What to produce. Copy every line of the data exactly, leaving nothing out.

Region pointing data
══════════════════════════════

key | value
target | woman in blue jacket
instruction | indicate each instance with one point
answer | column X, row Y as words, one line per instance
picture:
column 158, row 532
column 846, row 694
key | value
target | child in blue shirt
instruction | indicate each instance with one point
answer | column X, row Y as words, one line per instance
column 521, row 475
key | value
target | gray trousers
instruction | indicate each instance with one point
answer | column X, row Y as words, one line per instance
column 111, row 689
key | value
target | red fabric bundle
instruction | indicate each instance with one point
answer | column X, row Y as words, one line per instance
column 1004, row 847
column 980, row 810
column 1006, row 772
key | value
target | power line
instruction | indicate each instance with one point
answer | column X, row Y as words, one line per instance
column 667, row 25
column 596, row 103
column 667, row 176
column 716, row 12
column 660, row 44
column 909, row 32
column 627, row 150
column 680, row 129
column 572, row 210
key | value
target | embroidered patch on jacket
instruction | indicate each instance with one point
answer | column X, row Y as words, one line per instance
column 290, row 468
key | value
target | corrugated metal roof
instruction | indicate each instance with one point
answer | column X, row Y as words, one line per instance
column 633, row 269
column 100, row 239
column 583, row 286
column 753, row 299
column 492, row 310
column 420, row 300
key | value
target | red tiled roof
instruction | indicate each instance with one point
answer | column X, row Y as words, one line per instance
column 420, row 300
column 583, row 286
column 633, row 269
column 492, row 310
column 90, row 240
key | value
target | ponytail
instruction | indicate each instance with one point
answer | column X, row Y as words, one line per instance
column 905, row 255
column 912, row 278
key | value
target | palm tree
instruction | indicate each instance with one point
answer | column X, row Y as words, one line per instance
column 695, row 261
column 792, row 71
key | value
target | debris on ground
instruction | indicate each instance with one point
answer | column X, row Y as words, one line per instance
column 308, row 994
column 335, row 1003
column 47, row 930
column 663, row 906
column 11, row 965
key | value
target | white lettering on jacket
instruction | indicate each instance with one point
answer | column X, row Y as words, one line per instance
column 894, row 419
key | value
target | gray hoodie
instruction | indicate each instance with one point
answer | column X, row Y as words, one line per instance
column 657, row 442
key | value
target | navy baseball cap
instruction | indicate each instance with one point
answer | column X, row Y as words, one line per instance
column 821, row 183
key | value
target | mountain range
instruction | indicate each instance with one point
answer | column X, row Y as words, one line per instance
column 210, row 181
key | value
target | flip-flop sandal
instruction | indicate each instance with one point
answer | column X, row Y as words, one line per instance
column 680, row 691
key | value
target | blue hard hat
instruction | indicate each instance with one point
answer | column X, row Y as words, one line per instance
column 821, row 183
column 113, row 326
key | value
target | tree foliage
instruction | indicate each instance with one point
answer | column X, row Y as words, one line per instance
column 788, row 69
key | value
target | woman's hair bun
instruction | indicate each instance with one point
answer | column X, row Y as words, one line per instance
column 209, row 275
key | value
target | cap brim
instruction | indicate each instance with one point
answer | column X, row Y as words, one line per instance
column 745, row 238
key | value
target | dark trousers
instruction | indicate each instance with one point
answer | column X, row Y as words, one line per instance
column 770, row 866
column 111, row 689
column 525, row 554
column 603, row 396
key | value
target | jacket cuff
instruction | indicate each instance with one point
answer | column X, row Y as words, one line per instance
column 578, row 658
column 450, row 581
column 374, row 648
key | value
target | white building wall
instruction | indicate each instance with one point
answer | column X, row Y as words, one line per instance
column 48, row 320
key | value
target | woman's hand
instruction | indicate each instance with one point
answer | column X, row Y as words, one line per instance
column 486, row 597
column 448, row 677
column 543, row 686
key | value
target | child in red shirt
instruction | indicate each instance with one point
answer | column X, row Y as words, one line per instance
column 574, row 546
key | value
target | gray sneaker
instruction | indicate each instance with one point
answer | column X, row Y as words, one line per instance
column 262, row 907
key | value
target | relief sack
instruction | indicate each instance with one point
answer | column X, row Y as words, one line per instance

══════════════════════════════

Reply to the exercise.
key | value
target | woman in blue jacket
instruction | indicate each instance with one point
answer | column X, row Y as words, one line per instance
picture:
column 158, row 532
column 846, row 694
key | value
target | child in blue shirt
instruction | indicate each instance with one point
answer | column X, row Y as words, one line per instance
column 521, row 475
key | value
target | gray trousers
instruction | indicate each instance with one point
answer | column X, row Y as words, one line per instance
column 111, row 689
key | value
target | red fabric bundle
instruction | indicate each instance with one point
answer | column X, row Y as words, one line per instance
column 1004, row 847
column 980, row 810
column 1006, row 772
key | value
target | power line
instruction | indicate each instance with one point
answer | column X, row Y as words, one line per instance
column 667, row 25
column 596, row 103
column 667, row 176
column 716, row 12
column 660, row 44
column 909, row 32
column 627, row 150
column 680, row 129
column 572, row 210
key | value
target | embroidered patch on jacket
instruction | indicate each instance with one point
answer | column X, row Y as words, one line per instance
column 290, row 468
key | value
target | corrugated metal roof
instruction | indicate each instance with one point
answer | column X, row Y as words, one line per instance
column 633, row 269
column 100, row 239
column 583, row 286
column 753, row 299
column 492, row 310
column 420, row 300
key | value
target | red tiled roof
instruction | indicate each instance with one point
answer | column X, row Y as words, one line per instance
column 420, row 300
column 583, row 286
column 633, row 269
column 492, row 310
column 90, row 240
key | value
target | ponytail
instruction | indicate each instance with one point
answer | column X, row Y as words, one line per instance
column 905, row 255
column 912, row 278
key | value
target | palm tree
instruction | indicate each instance with one point
answer | column X, row Y as words, one line per instance
column 695, row 261
column 792, row 71
key | value
target | debris on ground
instruction | indicate each instance with one point
answer | column X, row Y as words, one line per instance
column 308, row 994
column 335, row 1003
column 47, row 930
column 663, row 906
column 11, row 965
key | value
target | white lettering on jacket
instruction | indicate each instance with one point
answer | column X, row Y as words, one line per instance
column 894, row 419
key | value
target | gray hoodie
instruction | indicate each instance with one point
answer | column X, row Y as words, one line per instance
column 657, row 442
key | value
target | navy baseball cap
instruction | indicate each instance with one point
answer | column X, row Y as words, one line per instance
column 821, row 183
key | value
target | mountain range
instruction | indicate each instance with one point
answer | column X, row Y as words, one line per instance
column 210, row 181
key | value
target | flip-flop sandal
instruction | indicate each instance with one point
answer | column X, row Y as words, one line per instance
column 680, row 691
key | value
target | blue hard hat
instruction | indicate each instance with one point
answer | column X, row Y as words, one line per instance
column 821, row 183
column 113, row 326
key | value
target | tree foliage
instruction | indicate each instance with one point
answer | column X, row Y as words, one line per instance
column 788, row 69
key | value
target | woman's hair bun
instruction | indicate each instance with one point
answer | column X, row Y as words, one line per instance
column 209, row 275
key | value
target | cap brim
instruction | indicate each instance with one point
answer | column X, row Y as words, one line per instance
column 745, row 238
key | value
target | dark trousers
instruction | indicate each instance with one point
answer | column X, row Y as words, one line per instance
column 770, row 866
column 111, row 689
column 525, row 554
column 603, row 396
key | value
target | jacket cuff
instruction | indicate each instance with one point
answer | column X, row Y as words, one line per instance
column 578, row 658
column 450, row 581
column 374, row 648
key | value
target | white building wall
instruction | indicate each instance with one point
answer | column X, row Y as words, one line per instance
column 48, row 320
key | value
target | woman's hand
instruction | indicate each instance with one point
answer | column X, row Y as words, one line per instance
column 486, row 597
column 448, row 677
column 543, row 686
key | value
target | child in red shirt
instruction | indicate each instance with one point
answer | column X, row Y as words, one line per instance
column 574, row 546
key | value
target | gray sneaker
instruction | indicate each instance with one point
answer | column X, row Y as words, one line per instance
column 262, row 907
key | value
target | relief sack
instruction | indicate each instance with one point
answer | column X, row Y as words, one line per instance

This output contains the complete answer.